§ **Work to be completed**: Repeat the records word for word.

(Records provided)

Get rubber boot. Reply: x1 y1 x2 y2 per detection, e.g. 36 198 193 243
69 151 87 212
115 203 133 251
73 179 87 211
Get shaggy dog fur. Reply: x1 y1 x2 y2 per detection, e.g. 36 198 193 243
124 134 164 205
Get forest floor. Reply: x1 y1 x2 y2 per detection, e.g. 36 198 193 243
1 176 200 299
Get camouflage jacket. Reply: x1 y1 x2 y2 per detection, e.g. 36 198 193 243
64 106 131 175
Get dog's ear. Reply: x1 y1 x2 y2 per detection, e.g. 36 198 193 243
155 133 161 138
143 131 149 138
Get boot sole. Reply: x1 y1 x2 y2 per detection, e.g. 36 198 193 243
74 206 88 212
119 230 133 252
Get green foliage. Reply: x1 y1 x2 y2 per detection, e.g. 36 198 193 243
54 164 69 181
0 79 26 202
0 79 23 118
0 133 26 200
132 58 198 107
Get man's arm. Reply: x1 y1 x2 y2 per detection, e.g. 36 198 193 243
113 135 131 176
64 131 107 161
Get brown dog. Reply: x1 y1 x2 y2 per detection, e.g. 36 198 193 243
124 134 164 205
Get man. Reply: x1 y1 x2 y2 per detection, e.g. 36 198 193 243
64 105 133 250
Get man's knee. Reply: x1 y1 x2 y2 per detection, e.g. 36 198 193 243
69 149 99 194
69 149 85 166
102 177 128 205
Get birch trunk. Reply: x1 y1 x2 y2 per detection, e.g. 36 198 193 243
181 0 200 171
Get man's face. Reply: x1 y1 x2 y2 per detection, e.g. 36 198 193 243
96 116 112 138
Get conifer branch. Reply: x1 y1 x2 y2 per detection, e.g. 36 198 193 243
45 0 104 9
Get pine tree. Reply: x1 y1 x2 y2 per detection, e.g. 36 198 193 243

(End Records provided)

§ **Result**:
Get rubber boot. Reply: x1 y1 x2 y2 per detection, e.g. 36 198 193 243
69 151 87 212
115 203 133 251
73 179 87 211
Get shaggy dog fur. Reply: x1 y1 x2 y2 per detection, e.g. 36 198 193 243
124 134 164 205
Get forest floor. Reply: x1 y1 x2 y2 per detection, e.g. 36 198 193 243
1 176 200 299
Get camouflage jacket. Reply: x1 y1 x2 y2 per detection, e.g. 36 198 193 243
64 106 131 175
Get dog's ear. Reply: x1 y1 x2 y2 per detection, e.g. 36 198 193 243
155 133 161 138
143 131 149 138
Get boot sole. Reply: x1 y1 x2 y2 per detection, e.g. 36 198 193 243
74 206 88 212
119 230 133 252
Get green foliage. Reply: x1 y1 x2 y2 per detection, e.g. 36 198 193 243
54 164 69 181
0 79 26 202
0 79 23 118
0 133 26 200
132 58 198 107
Get man's arm. Reply: x1 y1 x2 y2 per detection, e.g. 36 198 193 243
113 135 131 176
64 131 107 161
Get brown dog. Reply: x1 y1 x2 y2 per detection, e.g. 36 198 193 243
124 134 164 205
Get man. Reply: x1 y1 x2 y2 per detection, e.g. 36 198 193 243
64 105 133 250
Get man's knee. Reply: x1 y1 x2 y2 per detection, e.g. 36 198 193 243
69 149 99 194
69 149 85 166
102 177 128 205
Get birch trunk. Reply: x1 y1 x2 y2 per detection, e.g. 36 198 193 243
181 0 200 171
Get man's face. Reply: x1 y1 x2 y2 per detection, e.g. 36 198 193 243
96 116 112 138
Get conifer branch. Reply: x1 y1 x2 y2 per detection, e.g. 36 198 193 243
45 0 104 9
Get pine tree. Reply: x1 y1 x2 y2 per detection, e.g. 36 198 193 243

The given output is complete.